HOW TO COMPLETE THIS TASK: Apart from the images, every record below must be given again without alteration.

Photo-based referring expression data:
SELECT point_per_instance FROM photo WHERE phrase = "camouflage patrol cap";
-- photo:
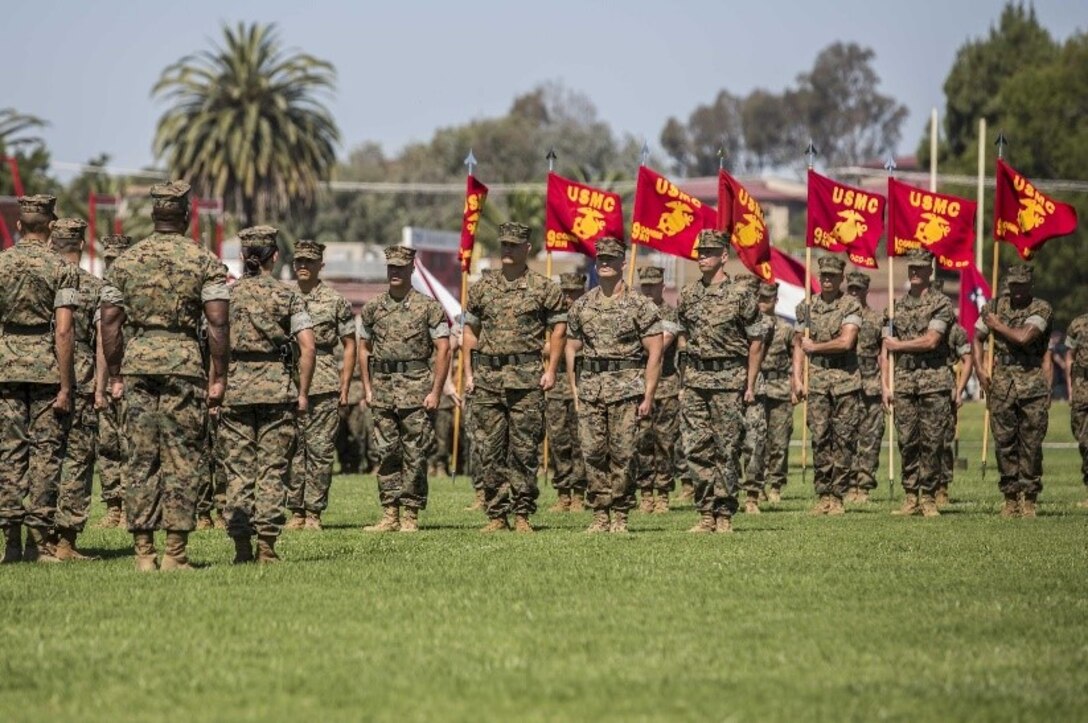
(652, 275)
(1021, 273)
(831, 265)
(511, 232)
(39, 204)
(69, 229)
(114, 245)
(768, 291)
(709, 238)
(572, 282)
(171, 196)
(919, 259)
(258, 236)
(308, 249)
(610, 247)
(399, 256)
(856, 279)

WRITTEN RESPONSE:
SELECT point_per_instance FROM photo WHERE phrase = "camouflage patrol cap";
-- photo:
(652, 275)
(1021, 273)
(831, 265)
(511, 232)
(39, 204)
(69, 229)
(114, 245)
(768, 291)
(709, 238)
(572, 282)
(171, 196)
(919, 259)
(258, 236)
(308, 249)
(610, 247)
(399, 256)
(856, 279)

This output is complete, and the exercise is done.